Task description:
In the PABS product review below, why does the writer consider watching the dogs an inadequate way to avoid an accidental litter? Answer in one to three sentences.

Text section:
++++++++++
This is why the Pet Anti-Breeding System was designed. The Pet Anti-Breeding System, or PABS, is a new, all natural, non-invasive solution to serve as “birth control” for your intact female. In essence, this is a chastity belt for dogs, providing pet parents with a safe and secure method to avoid accidental litters. When your female dog comes into heat, the protective barrier not only prevents breeding, but will also hold a sanitary pad to protect your floors and furniture from messes during your dog’s heat cycle.

Dog wearing the Pet Anti-Breeding System. Notice the tail placement, which you can’t see with Jill wearing it. (Photo courtesy PABSforPets.com)

I was given a PABS system to try, and the timing was perfect. Our girl, Jill, is due to come into heat this month, and it would not be a good time for us to have puppies. We will be away for a few weeks when puppies would be due, and there are far too many risks for puppies to be born when I’m not here to take care of my mama and babies. I mostly work from home, and can watch Jill and Louie to be sure no hanky panky occurs, but if you know anything about dogs and breeding, you also know that puppies can be made in the time it takes to stir a pot to keep it from boiling over on the stove. The PABS system is designed for such situations as I now find myself in. Vigilance isn’t good enough. PABS is better at preventing unwanted litters and protecting intact females.

After all the straps are adjusted, the system fits perfectly. (Photo by Karen Dibert)
++++++++++
Stored dataset items:
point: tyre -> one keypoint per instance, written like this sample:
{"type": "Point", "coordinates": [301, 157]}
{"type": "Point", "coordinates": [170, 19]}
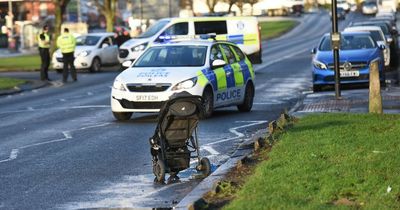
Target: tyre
{"type": "Point", "coordinates": [96, 65]}
{"type": "Point", "coordinates": [248, 99]}
{"type": "Point", "coordinates": [122, 116]}
{"type": "Point", "coordinates": [205, 167]}
{"type": "Point", "coordinates": [208, 103]}
{"type": "Point", "coordinates": [317, 88]}
{"type": "Point", "coordinates": [159, 171]}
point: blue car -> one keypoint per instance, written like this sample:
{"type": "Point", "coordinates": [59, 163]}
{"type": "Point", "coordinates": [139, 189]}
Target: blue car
{"type": "Point", "coordinates": [357, 51]}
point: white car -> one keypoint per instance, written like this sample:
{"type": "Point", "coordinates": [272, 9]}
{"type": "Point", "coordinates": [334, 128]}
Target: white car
{"type": "Point", "coordinates": [218, 71]}
{"type": "Point", "coordinates": [378, 35]}
{"type": "Point", "coordinates": [92, 52]}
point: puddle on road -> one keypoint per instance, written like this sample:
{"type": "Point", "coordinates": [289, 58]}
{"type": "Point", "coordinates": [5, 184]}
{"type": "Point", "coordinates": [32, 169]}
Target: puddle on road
{"type": "Point", "coordinates": [138, 192]}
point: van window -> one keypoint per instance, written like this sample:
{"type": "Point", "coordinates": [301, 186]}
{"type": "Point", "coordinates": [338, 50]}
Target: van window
{"type": "Point", "coordinates": [206, 27]}
{"type": "Point", "coordinates": [228, 53]}
{"type": "Point", "coordinates": [177, 29]}
{"type": "Point", "coordinates": [239, 53]}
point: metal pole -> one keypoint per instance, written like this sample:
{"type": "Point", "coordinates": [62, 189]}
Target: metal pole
{"type": "Point", "coordinates": [336, 51]}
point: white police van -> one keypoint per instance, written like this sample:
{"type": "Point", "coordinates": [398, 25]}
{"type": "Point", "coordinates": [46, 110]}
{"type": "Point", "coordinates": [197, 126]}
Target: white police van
{"type": "Point", "coordinates": [216, 70]}
{"type": "Point", "coordinates": [243, 31]}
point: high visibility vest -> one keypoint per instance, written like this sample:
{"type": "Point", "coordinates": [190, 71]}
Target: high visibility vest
{"type": "Point", "coordinates": [66, 42]}
{"type": "Point", "coordinates": [44, 43]}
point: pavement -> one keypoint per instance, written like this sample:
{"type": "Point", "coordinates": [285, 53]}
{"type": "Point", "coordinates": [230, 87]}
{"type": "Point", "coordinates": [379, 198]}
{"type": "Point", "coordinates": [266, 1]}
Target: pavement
{"type": "Point", "coordinates": [352, 101]}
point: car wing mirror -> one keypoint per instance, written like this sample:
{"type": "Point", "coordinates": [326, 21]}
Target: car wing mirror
{"type": "Point", "coordinates": [104, 45]}
{"type": "Point", "coordinates": [127, 64]}
{"type": "Point", "coordinates": [313, 50]}
{"type": "Point", "coordinates": [218, 63]}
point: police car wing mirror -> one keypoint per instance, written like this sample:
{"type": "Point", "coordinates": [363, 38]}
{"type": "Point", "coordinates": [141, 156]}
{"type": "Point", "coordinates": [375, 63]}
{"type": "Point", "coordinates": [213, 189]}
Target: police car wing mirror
{"type": "Point", "coordinates": [313, 50]}
{"type": "Point", "coordinates": [104, 45]}
{"type": "Point", "coordinates": [127, 64]}
{"type": "Point", "coordinates": [218, 63]}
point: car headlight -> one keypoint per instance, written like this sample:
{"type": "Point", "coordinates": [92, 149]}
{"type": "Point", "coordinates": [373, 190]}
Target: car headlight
{"type": "Point", "coordinates": [187, 84]}
{"type": "Point", "coordinates": [118, 85]}
{"type": "Point", "coordinates": [139, 47]}
{"type": "Point", "coordinates": [84, 53]}
{"type": "Point", "coordinates": [319, 65]}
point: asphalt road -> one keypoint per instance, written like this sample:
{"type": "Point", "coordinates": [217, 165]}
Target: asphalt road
{"type": "Point", "coordinates": [60, 146]}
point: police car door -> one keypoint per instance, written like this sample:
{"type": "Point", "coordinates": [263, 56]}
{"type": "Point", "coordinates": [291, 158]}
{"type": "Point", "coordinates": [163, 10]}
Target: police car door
{"type": "Point", "coordinates": [234, 78]}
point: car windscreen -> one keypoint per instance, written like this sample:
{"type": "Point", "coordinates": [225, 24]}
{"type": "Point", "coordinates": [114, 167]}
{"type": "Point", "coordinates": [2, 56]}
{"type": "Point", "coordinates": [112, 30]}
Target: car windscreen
{"type": "Point", "coordinates": [152, 30]}
{"type": "Point", "coordinates": [349, 42]}
{"type": "Point", "coordinates": [383, 26]}
{"type": "Point", "coordinates": [87, 40]}
{"type": "Point", "coordinates": [177, 56]}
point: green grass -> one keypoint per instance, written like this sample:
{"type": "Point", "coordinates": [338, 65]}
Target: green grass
{"type": "Point", "coordinates": [25, 62]}
{"type": "Point", "coordinates": [329, 157]}
{"type": "Point", "coordinates": [271, 29]}
{"type": "Point", "coordinates": [9, 83]}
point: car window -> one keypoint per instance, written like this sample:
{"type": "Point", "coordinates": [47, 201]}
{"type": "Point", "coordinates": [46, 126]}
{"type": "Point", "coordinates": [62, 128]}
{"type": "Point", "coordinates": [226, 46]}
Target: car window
{"type": "Point", "coordinates": [167, 56]}
{"type": "Point", "coordinates": [153, 29]}
{"type": "Point", "coordinates": [87, 40]}
{"type": "Point", "coordinates": [239, 53]}
{"type": "Point", "coordinates": [215, 53]}
{"type": "Point", "coordinates": [178, 29]}
{"type": "Point", "coordinates": [206, 27]}
{"type": "Point", "coordinates": [349, 42]}
{"type": "Point", "coordinates": [228, 53]}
++++++++++
Result of the task:
Although the writer mostly works from home and can keep an eye on Jill and Louie, puppies can be made in the time it takes to stir a pot to keep it from boiling over on the stove. A brief lapse in attention is enough for breeding to happen, so vigilance alone isn't good enough.